▶ [Task instructions] Please show every line from the entries that carries the word "road".

-- Data for processing follows --

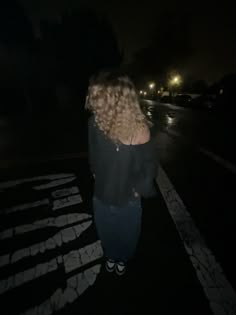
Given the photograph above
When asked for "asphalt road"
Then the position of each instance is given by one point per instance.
(51, 261)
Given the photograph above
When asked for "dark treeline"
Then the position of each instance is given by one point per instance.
(48, 66)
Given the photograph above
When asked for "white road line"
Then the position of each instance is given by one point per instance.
(67, 202)
(26, 206)
(76, 286)
(60, 221)
(12, 183)
(218, 290)
(65, 192)
(57, 240)
(55, 183)
(72, 261)
(229, 166)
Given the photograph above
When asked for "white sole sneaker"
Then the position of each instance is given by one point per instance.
(110, 265)
(120, 268)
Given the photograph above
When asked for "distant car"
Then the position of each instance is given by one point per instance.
(207, 102)
(182, 99)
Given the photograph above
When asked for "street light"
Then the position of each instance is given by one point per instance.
(175, 81)
(151, 86)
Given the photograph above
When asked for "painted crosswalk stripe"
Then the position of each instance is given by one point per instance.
(55, 183)
(78, 266)
(60, 221)
(218, 290)
(26, 206)
(76, 286)
(12, 183)
(62, 237)
(72, 261)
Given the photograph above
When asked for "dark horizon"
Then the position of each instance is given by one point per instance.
(196, 41)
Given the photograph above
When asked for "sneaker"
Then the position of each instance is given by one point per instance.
(110, 265)
(120, 268)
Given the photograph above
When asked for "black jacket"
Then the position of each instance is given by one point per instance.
(119, 171)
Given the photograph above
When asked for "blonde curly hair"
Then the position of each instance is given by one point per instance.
(114, 101)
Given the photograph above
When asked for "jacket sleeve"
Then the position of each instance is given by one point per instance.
(91, 145)
(146, 170)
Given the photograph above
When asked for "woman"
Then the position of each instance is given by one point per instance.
(124, 164)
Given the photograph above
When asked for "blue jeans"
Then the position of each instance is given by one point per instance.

-- Data for processing concluded --

▶ [Worked solution]
When asked for "asphalt road"
When asked for "white road line"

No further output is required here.